* What you should do *
All lines of the material that contain "positive" must be copied out.

* Listed entries *

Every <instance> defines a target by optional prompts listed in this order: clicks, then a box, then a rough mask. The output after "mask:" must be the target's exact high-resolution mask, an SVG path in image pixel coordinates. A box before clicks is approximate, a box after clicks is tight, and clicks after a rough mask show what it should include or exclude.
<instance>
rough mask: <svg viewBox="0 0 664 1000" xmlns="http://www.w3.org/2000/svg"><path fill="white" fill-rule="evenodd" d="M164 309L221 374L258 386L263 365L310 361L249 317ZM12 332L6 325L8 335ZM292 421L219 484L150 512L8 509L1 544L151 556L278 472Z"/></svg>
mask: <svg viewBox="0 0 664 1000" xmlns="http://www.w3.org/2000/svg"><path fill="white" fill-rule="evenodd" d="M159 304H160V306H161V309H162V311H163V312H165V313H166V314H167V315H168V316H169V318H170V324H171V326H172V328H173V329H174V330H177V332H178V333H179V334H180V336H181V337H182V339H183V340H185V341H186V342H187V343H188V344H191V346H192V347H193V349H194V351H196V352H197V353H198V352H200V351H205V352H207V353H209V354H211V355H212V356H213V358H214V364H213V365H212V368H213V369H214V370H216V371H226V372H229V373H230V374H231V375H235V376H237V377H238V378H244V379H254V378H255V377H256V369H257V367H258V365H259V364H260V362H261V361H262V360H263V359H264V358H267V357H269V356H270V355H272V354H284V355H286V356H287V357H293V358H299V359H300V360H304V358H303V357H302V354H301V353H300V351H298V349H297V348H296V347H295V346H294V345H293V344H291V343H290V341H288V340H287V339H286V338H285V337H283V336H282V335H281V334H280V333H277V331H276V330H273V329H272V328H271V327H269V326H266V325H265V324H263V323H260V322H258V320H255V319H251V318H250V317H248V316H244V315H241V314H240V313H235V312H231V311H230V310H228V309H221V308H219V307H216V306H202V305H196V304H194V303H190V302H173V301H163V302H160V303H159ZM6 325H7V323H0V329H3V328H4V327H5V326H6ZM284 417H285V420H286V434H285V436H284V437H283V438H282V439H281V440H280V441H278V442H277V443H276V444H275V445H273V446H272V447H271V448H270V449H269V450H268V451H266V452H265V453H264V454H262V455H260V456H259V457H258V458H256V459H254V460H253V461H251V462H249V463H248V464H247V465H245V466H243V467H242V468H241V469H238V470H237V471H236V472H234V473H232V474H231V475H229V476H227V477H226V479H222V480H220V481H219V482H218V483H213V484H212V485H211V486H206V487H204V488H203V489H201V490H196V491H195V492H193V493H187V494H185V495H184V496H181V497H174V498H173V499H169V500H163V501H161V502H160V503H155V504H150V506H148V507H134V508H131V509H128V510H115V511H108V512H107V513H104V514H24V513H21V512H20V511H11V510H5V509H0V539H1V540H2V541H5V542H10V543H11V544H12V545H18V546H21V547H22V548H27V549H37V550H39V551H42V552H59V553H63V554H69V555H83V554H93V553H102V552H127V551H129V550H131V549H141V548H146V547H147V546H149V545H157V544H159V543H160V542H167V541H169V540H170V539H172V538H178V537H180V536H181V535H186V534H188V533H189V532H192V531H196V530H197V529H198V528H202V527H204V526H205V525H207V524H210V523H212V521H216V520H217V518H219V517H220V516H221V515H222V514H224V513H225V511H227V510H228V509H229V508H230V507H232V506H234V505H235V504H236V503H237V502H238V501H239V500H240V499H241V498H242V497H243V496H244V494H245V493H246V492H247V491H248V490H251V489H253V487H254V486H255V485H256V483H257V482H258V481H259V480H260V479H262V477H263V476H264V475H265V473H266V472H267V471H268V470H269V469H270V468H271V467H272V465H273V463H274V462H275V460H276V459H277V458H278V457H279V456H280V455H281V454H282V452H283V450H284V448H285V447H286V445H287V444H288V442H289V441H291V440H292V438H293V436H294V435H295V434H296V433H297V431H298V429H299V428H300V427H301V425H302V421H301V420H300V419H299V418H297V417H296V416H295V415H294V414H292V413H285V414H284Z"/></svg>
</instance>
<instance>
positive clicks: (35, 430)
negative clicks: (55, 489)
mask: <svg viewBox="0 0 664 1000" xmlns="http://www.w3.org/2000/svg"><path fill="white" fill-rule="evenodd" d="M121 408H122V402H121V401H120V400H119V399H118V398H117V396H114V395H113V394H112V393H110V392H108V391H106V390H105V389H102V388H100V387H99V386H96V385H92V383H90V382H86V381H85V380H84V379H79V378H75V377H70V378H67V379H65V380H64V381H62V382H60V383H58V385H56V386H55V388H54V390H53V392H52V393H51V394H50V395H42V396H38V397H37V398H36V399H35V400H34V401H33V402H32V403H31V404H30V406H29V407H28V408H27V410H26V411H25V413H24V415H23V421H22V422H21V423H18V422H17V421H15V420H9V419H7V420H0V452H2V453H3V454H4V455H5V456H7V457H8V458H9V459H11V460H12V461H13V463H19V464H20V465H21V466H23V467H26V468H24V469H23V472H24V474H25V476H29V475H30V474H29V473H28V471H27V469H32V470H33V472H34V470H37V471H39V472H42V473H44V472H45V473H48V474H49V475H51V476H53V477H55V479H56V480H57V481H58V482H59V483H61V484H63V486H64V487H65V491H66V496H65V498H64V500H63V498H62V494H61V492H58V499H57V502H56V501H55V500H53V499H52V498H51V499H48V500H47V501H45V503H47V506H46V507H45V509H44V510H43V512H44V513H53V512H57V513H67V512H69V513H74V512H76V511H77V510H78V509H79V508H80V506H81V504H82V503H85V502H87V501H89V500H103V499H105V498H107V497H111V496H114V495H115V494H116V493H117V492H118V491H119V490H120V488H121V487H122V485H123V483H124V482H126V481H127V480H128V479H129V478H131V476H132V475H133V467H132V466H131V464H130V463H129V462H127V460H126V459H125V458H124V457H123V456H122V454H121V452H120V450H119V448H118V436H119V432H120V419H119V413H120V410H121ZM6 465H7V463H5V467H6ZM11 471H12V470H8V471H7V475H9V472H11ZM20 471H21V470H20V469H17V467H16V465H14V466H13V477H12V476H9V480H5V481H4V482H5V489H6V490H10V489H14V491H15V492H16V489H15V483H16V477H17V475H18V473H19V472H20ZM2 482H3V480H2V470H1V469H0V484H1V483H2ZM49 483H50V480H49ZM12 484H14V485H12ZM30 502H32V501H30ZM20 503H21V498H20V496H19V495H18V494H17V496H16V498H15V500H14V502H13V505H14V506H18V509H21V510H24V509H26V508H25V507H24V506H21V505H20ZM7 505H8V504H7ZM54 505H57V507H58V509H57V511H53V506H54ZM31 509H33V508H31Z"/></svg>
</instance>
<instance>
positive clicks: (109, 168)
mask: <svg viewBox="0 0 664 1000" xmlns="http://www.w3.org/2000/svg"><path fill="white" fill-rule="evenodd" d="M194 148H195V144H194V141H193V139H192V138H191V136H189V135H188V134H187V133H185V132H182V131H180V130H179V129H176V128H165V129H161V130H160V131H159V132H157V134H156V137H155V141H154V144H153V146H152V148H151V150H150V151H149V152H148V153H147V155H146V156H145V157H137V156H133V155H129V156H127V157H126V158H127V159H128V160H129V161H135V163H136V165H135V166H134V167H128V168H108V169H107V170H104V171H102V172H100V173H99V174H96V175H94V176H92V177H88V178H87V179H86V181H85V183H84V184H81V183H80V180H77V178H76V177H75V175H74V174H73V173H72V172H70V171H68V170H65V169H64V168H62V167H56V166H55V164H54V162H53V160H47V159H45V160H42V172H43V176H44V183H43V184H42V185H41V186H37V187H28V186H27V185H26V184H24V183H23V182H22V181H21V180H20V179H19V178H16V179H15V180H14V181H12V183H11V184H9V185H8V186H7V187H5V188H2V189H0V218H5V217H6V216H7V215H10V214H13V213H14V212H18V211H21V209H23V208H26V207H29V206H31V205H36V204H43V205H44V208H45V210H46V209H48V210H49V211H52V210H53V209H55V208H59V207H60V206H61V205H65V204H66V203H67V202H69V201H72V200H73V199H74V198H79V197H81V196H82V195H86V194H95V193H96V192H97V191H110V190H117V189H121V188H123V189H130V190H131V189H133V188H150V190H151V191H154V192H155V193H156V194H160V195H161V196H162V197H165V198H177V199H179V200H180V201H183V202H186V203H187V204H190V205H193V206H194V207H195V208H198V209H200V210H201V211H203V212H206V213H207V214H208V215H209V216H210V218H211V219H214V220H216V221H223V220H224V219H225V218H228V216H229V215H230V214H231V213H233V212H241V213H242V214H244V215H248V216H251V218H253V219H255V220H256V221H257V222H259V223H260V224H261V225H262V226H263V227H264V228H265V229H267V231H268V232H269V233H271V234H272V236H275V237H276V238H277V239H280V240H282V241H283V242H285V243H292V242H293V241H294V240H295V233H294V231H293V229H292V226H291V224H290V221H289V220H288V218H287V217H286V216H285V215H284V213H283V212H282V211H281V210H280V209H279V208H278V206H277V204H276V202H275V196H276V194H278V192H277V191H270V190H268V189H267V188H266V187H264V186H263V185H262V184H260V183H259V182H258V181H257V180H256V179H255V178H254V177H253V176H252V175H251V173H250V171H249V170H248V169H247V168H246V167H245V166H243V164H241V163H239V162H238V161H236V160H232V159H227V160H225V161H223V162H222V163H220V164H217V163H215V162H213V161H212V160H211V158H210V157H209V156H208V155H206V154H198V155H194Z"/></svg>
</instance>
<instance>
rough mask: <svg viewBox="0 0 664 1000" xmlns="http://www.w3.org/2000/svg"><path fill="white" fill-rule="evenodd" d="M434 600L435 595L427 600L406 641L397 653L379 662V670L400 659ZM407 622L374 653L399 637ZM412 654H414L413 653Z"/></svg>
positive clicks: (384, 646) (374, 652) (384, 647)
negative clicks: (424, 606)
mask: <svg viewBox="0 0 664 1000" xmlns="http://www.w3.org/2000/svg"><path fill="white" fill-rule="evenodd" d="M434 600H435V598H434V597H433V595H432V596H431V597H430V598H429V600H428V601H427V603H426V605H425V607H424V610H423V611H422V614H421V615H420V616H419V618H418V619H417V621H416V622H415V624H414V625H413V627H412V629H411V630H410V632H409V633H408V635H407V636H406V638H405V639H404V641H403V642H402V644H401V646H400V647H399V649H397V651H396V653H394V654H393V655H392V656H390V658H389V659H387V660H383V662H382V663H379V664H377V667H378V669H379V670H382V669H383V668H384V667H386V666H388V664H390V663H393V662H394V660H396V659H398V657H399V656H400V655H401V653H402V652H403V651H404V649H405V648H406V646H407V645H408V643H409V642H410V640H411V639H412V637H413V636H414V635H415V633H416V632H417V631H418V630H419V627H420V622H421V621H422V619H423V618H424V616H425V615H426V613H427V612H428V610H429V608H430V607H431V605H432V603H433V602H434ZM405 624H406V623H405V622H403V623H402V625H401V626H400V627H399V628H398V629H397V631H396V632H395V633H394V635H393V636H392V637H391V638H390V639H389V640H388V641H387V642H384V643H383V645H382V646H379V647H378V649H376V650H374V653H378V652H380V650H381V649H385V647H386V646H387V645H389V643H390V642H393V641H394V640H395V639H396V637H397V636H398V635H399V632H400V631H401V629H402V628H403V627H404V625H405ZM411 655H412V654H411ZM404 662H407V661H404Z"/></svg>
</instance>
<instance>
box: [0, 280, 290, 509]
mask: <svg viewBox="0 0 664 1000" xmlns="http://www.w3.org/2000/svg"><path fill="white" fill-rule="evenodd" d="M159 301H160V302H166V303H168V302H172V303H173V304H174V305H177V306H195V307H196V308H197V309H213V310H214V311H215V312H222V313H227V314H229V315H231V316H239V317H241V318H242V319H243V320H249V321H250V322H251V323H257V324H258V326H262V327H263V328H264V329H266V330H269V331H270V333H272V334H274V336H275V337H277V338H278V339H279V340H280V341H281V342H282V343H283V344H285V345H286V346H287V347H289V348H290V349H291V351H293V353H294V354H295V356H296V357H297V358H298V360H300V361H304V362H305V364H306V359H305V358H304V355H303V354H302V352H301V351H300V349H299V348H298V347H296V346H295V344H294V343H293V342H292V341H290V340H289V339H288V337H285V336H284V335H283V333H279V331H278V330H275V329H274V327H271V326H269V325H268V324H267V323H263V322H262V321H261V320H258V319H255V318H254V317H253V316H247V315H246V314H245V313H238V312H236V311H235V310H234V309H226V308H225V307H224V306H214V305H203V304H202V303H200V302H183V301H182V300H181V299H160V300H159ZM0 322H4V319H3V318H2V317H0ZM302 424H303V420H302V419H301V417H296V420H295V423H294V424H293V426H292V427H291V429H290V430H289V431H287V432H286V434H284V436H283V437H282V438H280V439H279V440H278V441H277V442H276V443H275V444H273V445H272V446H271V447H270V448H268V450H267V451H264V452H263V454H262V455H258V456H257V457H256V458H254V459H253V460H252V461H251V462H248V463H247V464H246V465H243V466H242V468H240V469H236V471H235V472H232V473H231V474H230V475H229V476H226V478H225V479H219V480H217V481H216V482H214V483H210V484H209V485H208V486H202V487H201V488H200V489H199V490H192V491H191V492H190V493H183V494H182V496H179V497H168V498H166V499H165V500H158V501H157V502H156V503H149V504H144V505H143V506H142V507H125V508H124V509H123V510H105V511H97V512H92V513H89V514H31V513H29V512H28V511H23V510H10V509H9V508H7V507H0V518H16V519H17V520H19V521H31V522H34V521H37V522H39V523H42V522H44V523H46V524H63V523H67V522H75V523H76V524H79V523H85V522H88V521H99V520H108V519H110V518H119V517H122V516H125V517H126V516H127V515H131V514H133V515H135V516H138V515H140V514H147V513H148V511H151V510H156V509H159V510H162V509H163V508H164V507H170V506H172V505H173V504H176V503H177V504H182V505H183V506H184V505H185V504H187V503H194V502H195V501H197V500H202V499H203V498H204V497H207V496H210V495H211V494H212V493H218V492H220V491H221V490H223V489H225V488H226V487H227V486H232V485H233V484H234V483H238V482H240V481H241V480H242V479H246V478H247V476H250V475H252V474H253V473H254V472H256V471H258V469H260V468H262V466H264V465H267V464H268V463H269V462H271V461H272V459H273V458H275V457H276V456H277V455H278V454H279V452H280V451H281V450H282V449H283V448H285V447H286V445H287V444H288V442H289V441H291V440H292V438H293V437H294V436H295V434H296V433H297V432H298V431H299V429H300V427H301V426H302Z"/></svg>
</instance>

* The completed task *
positive clicks: (35, 430)
positive clicks: (109, 168)
positive clicks: (384, 646) (374, 652) (384, 647)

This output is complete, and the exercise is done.